» Written exercise
Repeat the data below word for word, beginning at the line that contains "wake in this picture." and stopping after the line that contains "[910,665,1102,676]", with both of those lines included.

» Records to process

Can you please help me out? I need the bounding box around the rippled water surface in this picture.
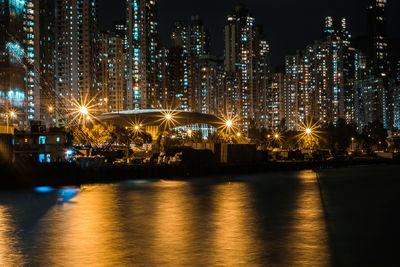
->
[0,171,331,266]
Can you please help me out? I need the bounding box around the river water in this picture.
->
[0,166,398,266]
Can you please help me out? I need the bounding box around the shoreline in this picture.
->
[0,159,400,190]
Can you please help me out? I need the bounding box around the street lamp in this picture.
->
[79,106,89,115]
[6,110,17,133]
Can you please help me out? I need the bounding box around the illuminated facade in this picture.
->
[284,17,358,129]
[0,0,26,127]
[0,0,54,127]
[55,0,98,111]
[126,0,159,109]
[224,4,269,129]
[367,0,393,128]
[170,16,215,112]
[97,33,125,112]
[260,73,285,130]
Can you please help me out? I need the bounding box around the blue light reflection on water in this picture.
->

---

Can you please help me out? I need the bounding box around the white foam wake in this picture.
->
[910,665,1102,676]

» Response
Can you please help me out? I need the bounding box around the white foam wake in this picture.
->
[910,665,1102,676]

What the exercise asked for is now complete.